**WHAT YOU NEED TO DO:** Can you write out the records in full, without the pictures, shifting each answer's pixel coordinates by adding 81 to every number while leaving the sample coordinate lists unchanged?

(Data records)
━━━
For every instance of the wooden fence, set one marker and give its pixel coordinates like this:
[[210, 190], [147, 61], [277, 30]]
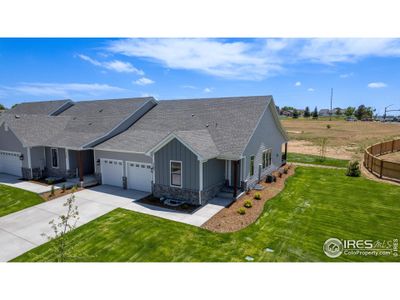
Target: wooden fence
[[381, 167]]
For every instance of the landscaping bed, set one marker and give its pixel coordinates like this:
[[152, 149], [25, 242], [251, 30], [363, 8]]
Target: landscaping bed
[[151, 200], [229, 219]]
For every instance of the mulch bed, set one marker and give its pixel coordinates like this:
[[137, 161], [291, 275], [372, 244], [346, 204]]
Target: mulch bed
[[151, 200], [229, 220], [58, 193]]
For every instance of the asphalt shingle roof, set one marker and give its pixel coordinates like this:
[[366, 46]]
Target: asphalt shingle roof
[[218, 126], [38, 108]]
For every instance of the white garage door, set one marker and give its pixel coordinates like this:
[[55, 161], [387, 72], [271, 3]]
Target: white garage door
[[112, 172], [10, 163], [139, 176]]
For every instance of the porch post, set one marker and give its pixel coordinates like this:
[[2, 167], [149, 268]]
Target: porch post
[[80, 166], [235, 164]]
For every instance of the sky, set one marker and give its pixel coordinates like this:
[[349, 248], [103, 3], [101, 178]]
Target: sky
[[297, 72]]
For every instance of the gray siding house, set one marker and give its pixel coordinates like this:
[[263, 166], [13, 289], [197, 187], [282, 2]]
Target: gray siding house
[[183, 149]]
━━━
**RESPONSE:**
For every instance of the wooden fence, set one marker and give its pixel coordinates like this:
[[210, 190], [147, 61], [277, 30]]
Target: wooden fence
[[462, 248]]
For every instance of the landscaping bed, set one marker and give its pixel coordinates like this:
[[152, 149], [25, 242], [251, 30], [363, 8]]
Target: landscaping bed
[[232, 281], [310, 300]]
For every instance of the mulch bed, set one marker and give its pixel coordinates like this:
[[137, 161], [291, 275], [372, 244], [346, 204]]
Target: mulch bed
[[232, 281], [310, 301], [139, 274]]
For every instance of the asphalt shingle roof, set one marker and give its pixel coordinates like this:
[[366, 46]]
Target: asphalt shingle roof
[[299, 207], [119, 189]]
For every instance of the white garage door, set one marker and give its pixel coordinates like this:
[[55, 161], [387, 72], [271, 3]]
Target: white garage door
[[193, 253], [91, 244], [220, 257]]
For every instance of the porch post, set one marker and give its pixel coordinates like this:
[[2, 167], [149, 268]]
Target: porch post
[[161, 247], [316, 245]]
For every instance of the sky, set one marker and give its pixel coordinates like this:
[[349, 248], [103, 3], [101, 178]]
Target: sky
[[378, 153]]
For every instance of the gray siding house, set one marker and give its pixel coordinates like this:
[[263, 166], [13, 289], [197, 187], [282, 2]]
Target: gray siding house
[[264, 230]]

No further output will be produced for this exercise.